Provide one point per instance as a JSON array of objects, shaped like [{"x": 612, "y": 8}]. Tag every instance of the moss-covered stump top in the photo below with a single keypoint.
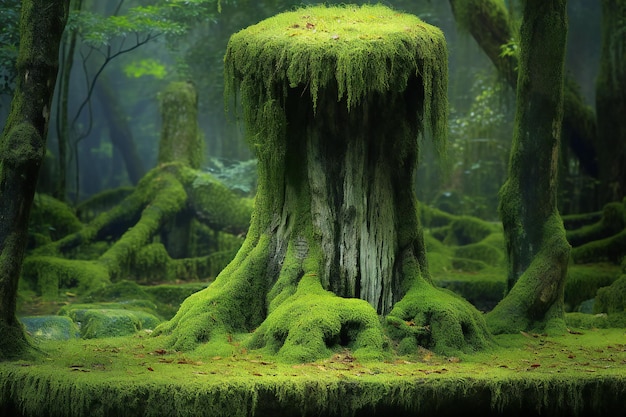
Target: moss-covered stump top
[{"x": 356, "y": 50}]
****************
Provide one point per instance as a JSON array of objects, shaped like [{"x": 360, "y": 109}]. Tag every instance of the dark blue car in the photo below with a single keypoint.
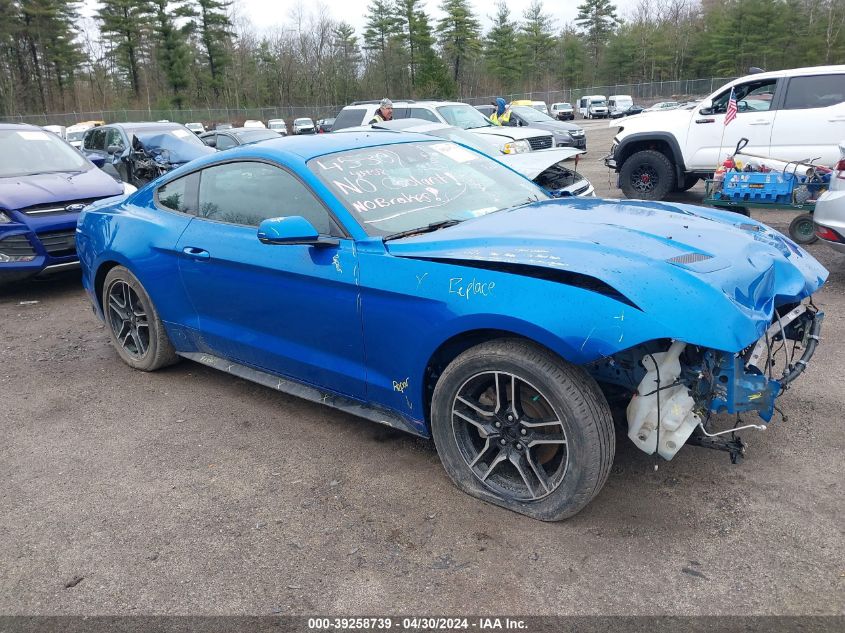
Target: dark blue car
****************
**Exercise description:**
Locate every line in the items above that contains the word "with" and copy each of those lines in full.

**Solved problem:**
Provide one point per instance as a JSON array of objects, shaped like [{"x": 612, "y": 8}]. Tag every instance of the moss-covered stump top in the photo below with a single keypoint.
Provide one point per instance as a JSON array of objects, shaped like [{"x": 360, "y": 109}]. Tag every instance of the dark blue car in the photo below with a single keypoint.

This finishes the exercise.